Причина холодности наших отношений не в том, что Римский Папа верит иначе, чем Московский Патриарх. Патриарх встречается и радушно общается с мусульманскими лидерами, с протестантскими, деятелями светской культуры… Так что не разномыслие является причиной того, что мы отказываем в человеческом общении Папе. Дело не в теоретических разногласиях, а в реальной боли реальных людей на реальной земле Западной Украины.
При нынешнем молчании Ватикана получается, что где бы Римский Папа ни встретился с Патриархом – в Киеве, в Москве или в Риме – всюду это были бы объятия через слезы и кровь украинских православных. Поцелуи иерархов стали бы ширмой, скрывающей слезы избитых православных священников на Западной Украине.
И, коль уж говорить о встрече такого высокого уровня, то давайте будем реалистами. Нынешний Папа в силу своего возраста человек уходящий. На политическом жаргоне – «подстреленная утка». Имеет ли смысл о чем-то разговаривать именно с этим человеком? Не стоит ли серьезный диалог перенести на то уже недалекое время, когда в Риме появится новый Понтифик? Кроме того, это человек, который в значительной степени отягощен своим прошлым и до некоторой степени национальными предрассудками. Как писала парижская газета «Монд» еще в начале 80-х гг., «Иоанн Павел II – прежде всего поляк, а Папа по совместительству». В более поздние времена, в 90-е гг., один итальянский кардинал меня заверял, что если бы Папа был итальянец, то тех проблем в отношениях Ватикана и Русской Церкви, которые есть сейчас, просто бы не было. А дальше он пояснил, в чем дело: «просто Папа пробует взять реванш за поражение Польши в XVII веке».
Так не лучше ли подождать естественного хода событий, когда появится новый римский понтифик, не обремененный ни стереотипами холодной войны, ни пафосом польского мессианства. Если новый Папа будет итальянцем, то есть надежда, что он будет достойным и перспективным партнером в нашем диалоге.
Так что не стоит уклонения Патриарха от объятий Папы считать проявлением «нецивилизованности».
Среди странностей филокатолической пропаганды – то, что плюралистические сторонники унии стремятся осуществить свой проект вопреки явно ощутимому и высказываемому желанию самого православного народа. Вот лишь одна фраза из “Московских новостей”, после которой вполне ясно, почему слова “демократическая пресса” я могу употреблять лишь в кавычках: “Важнейшее проявление жесткого противостояния между церковными либералами и консерваторами – отношение к экуменизму. Прошлый Собор не смог разрешить этот спор. Похоже даже, что большинство иерархов РПЦ готовы идти на поводу у “общественного мнения”, где преобладают сегодня изоляционистские, антизападные настроения” [124]. Да разве демократия не состоит в том, чтобы “идти на поводу у общественного мнения”? И почему это в церкви “общественное мнение”, если оно не прозападно, то уж и в кавычках?

* Задания *
- A) Что, согласно исходному отрывку, писала парижская газета «Монд» в начале 80-х гг. об Иоанне Павле II?
- B) Назовите все города, которые в исходном отрывке упомянуты как возможные места встречи Римского Папы с Патриархом.
- C) Процитируйте из исходного отрывка всё от слов «Среди странностей филокатолической» и до слов «и в кавычках?».

* Материал *
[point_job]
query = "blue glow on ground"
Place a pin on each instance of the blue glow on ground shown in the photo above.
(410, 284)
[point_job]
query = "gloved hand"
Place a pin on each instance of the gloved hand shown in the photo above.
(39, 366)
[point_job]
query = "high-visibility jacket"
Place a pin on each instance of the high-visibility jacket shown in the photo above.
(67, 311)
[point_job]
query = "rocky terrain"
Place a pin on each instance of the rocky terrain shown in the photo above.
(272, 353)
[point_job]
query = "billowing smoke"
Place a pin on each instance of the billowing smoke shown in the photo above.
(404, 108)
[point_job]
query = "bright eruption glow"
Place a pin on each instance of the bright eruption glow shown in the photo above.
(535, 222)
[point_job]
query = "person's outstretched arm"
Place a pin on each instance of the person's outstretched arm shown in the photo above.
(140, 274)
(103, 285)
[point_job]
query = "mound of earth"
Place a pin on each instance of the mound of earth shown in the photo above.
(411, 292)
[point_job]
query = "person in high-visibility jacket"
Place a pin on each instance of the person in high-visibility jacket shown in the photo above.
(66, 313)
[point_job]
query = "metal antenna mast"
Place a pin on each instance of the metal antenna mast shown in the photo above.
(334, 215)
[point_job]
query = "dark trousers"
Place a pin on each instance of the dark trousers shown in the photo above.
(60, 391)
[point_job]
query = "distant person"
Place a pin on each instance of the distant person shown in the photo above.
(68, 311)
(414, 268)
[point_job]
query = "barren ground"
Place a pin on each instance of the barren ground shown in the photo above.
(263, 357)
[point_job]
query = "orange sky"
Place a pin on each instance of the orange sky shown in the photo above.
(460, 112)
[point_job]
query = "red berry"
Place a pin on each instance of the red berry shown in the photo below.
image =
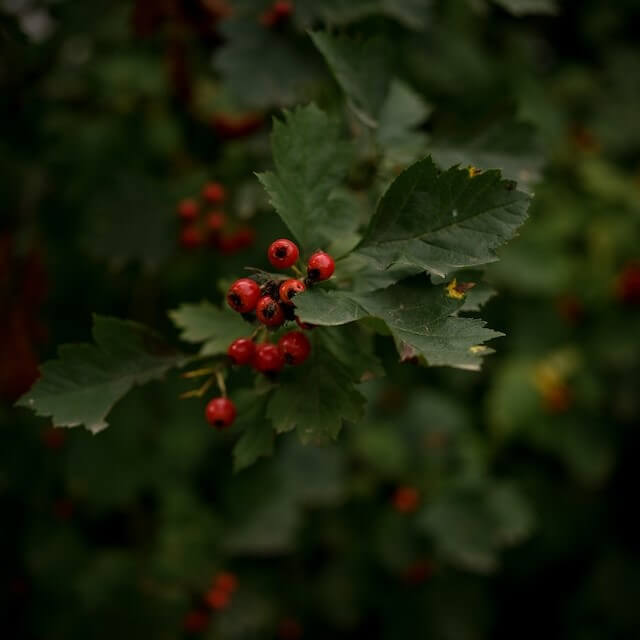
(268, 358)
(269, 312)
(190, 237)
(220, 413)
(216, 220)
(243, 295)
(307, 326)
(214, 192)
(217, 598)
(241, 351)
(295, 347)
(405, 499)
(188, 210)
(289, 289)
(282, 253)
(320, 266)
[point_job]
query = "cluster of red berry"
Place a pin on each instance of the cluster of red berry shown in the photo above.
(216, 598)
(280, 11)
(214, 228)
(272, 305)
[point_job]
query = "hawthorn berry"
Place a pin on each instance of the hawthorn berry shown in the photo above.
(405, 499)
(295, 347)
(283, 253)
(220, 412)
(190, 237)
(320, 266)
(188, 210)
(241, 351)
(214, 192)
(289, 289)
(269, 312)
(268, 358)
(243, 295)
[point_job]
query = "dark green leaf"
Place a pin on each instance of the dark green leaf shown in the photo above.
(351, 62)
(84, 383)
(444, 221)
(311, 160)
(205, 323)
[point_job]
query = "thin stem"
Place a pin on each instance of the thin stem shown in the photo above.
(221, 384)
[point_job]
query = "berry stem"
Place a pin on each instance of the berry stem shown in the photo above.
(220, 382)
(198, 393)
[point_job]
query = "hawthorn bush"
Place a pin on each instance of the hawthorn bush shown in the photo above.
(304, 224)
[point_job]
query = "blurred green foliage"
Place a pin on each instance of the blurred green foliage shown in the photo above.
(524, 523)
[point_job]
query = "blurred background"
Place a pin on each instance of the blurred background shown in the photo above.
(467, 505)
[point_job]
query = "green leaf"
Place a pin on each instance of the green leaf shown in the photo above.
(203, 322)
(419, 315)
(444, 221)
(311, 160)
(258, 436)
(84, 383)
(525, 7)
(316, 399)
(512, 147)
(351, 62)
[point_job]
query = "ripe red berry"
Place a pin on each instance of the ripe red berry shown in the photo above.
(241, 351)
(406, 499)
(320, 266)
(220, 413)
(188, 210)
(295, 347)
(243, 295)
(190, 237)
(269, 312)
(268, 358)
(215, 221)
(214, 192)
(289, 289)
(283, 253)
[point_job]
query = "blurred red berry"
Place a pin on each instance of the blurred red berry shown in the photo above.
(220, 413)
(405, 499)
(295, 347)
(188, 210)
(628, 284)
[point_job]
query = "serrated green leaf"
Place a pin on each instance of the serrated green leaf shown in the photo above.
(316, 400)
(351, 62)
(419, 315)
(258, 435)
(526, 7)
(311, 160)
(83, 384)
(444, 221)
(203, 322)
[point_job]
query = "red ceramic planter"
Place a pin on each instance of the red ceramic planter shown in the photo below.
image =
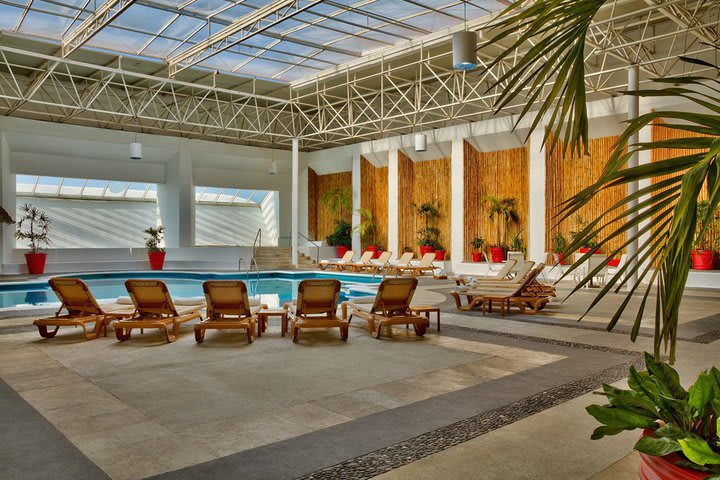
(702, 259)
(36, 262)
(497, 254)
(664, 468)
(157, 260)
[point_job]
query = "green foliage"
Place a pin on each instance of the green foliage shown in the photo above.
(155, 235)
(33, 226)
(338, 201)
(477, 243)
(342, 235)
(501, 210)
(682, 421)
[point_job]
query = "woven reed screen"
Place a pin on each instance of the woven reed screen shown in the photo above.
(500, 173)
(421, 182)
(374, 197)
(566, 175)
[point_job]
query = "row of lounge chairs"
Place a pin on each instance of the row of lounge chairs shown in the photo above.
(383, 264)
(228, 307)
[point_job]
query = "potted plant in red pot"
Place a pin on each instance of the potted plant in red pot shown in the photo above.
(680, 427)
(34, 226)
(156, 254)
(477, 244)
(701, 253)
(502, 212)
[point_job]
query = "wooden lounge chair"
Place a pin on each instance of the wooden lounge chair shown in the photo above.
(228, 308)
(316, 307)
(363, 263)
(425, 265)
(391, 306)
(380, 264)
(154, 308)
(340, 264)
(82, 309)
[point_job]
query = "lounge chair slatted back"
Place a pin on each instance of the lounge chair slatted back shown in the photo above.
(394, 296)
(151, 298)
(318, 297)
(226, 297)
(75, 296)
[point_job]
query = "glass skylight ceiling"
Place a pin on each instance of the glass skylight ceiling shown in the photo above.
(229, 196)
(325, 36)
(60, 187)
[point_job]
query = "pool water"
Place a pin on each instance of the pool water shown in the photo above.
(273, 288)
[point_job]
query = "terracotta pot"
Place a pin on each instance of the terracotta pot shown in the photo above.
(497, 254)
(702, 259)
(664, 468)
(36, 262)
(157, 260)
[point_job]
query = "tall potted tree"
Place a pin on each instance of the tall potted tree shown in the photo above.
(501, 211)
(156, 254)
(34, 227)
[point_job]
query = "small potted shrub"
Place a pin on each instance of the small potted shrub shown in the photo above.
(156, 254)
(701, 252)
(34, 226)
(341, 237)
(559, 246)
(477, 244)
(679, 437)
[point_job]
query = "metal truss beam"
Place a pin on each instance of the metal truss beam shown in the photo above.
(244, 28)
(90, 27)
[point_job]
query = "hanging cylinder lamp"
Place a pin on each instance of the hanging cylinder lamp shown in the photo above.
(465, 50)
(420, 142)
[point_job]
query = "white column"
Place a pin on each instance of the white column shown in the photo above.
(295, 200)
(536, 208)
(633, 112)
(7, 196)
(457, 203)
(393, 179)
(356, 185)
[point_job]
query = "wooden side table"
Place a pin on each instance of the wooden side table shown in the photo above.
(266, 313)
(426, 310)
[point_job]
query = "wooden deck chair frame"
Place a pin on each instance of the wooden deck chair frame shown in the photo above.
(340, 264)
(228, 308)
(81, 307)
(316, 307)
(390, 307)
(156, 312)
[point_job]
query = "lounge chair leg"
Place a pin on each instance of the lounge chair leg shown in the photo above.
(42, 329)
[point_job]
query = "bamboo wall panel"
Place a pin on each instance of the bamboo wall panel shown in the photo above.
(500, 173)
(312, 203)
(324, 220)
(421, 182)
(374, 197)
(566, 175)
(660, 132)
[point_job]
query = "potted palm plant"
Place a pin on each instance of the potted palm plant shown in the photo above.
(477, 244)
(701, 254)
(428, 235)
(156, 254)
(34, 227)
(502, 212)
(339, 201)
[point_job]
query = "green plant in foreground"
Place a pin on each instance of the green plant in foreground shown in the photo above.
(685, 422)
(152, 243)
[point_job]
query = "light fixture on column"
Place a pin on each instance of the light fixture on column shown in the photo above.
--
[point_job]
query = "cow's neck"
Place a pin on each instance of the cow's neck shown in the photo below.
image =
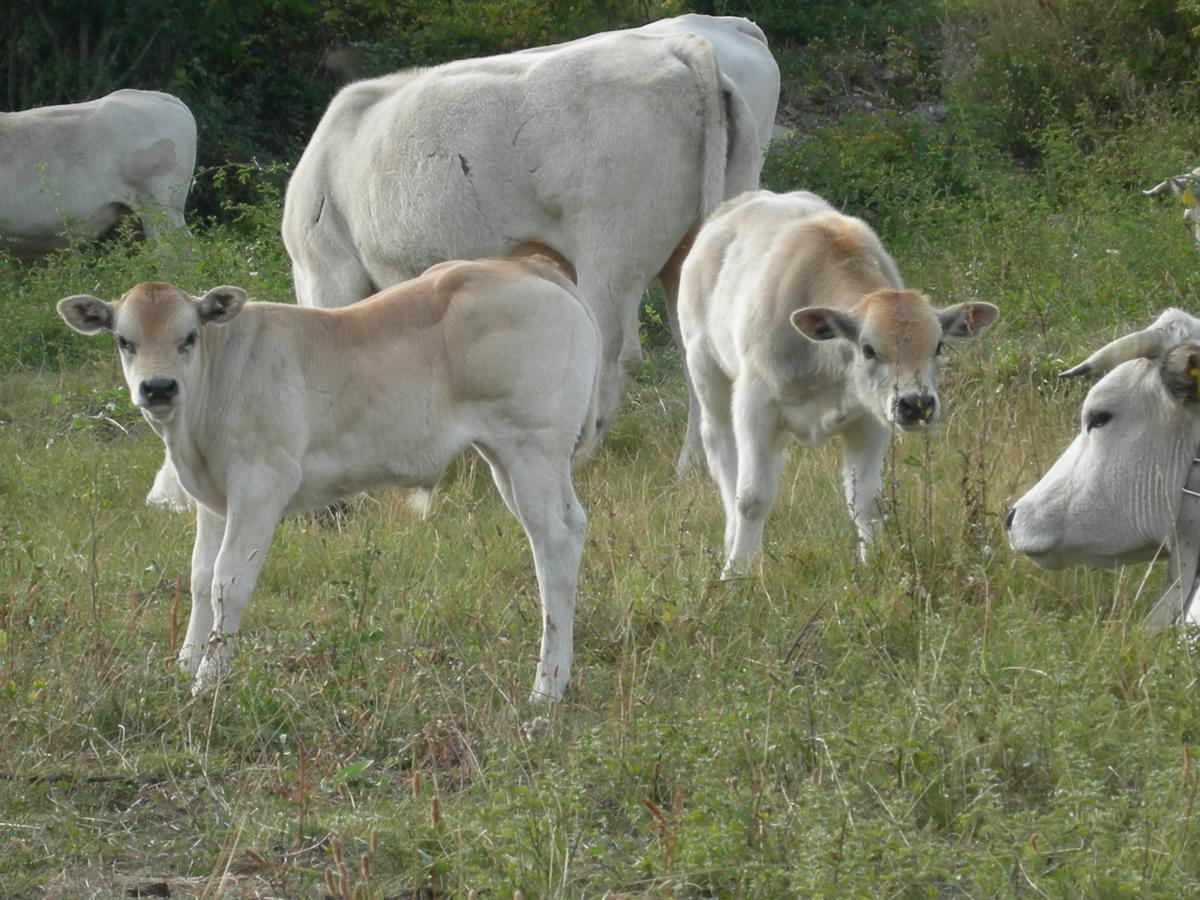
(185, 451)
...
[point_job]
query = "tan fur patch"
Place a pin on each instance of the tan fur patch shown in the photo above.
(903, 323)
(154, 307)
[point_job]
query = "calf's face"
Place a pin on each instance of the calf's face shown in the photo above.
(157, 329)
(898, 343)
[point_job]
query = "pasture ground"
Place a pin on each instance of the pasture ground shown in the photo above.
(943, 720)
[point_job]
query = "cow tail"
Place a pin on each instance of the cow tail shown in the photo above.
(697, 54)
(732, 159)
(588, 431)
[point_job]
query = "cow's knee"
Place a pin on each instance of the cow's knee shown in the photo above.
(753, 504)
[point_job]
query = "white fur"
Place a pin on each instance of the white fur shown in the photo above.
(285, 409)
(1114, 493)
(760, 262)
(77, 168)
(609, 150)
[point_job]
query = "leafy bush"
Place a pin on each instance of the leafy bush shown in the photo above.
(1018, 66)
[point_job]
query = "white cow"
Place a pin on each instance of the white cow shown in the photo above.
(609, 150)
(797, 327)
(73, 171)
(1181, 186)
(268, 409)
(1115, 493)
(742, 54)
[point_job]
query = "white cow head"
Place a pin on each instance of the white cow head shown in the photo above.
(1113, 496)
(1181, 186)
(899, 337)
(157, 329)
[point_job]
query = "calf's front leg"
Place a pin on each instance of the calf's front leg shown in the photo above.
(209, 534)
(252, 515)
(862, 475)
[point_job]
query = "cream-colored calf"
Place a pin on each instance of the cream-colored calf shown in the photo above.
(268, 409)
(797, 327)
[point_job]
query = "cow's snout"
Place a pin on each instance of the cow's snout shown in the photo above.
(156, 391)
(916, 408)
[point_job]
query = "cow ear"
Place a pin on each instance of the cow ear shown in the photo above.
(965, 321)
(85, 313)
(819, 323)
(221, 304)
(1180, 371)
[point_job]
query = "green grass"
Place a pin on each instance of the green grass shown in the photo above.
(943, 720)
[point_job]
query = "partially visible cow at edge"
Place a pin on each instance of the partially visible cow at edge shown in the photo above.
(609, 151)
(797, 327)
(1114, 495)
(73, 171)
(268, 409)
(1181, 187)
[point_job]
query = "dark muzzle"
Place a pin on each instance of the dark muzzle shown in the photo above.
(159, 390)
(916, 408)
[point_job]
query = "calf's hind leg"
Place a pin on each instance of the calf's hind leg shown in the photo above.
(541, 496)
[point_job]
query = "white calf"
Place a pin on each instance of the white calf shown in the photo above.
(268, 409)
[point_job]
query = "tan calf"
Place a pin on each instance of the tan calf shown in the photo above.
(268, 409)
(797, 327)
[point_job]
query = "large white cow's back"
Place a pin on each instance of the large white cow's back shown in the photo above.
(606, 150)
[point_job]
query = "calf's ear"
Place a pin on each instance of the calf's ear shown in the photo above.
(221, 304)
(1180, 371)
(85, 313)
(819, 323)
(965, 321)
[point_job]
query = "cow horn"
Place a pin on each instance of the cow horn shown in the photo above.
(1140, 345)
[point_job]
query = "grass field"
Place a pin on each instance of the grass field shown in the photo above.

* Ответы по порядку *
- A) «Иоанн Павел II – прежде всего поляк, а Папа по совместительству».

- B) Киев, Москва, Рим.

- C)
Среди странностей филокатолической пропаганды – то, что плюралистические сторонники унии стремятся осуществить свой проект вопреки явно ощутимому и высказываемому желанию самого православного народа. Вот лишь одна фраза из “Московских новостей”, после которой вполне ясно, почему слова “демократическая пресса” я могу употреблять лишь в кавычках: “Важнейшее проявление жесткого противостояния между церковными либералами и консерваторами – отношение к экуменизму. Прошлый Собор не смог разрешить этот спор. Похоже даже, что большинство иерархов РПЦ готовы идти на поводу у “общественного мнения”, где преобладают сегодня изоляционистские, антизападные настроения” [124]. Да разве демократия не состоит в том, чтобы “идти на поводу у общественного мнения”? И почему это в церкви “общественное мнение”, если оно не прозападно, то уж и в кавычках?